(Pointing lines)
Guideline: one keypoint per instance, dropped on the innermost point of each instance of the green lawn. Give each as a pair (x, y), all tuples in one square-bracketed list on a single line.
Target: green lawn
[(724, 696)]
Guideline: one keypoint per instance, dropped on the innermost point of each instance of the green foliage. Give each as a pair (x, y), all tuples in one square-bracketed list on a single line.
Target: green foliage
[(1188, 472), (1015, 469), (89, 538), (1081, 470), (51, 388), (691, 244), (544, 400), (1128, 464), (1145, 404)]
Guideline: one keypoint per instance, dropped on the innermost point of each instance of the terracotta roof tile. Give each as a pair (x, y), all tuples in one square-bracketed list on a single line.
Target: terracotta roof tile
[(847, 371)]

Work to complete -> Retype the lines starting at the one that contains "the green foliage." and continuing through the last line, with no changes.

Worked answer ->
Guideline: one keypoint per instance, dropped on the innermost point of each instance of the green foliage. Give each as a pair (x, y), all tuples in one square-bracketed list on a single line.
Target: green foliage
[(1188, 472), (1015, 469), (89, 538), (1081, 470), (51, 388), (691, 244), (544, 400), (1128, 464), (1145, 404)]
Guideline: one keypoint per instance, dropped on the innermost point of each instance of the terracotta roof tile. Give each as a pair (x, y), all tuples in one square-bracketed list on a single line.
Target: terracotta roof tile
[(847, 371)]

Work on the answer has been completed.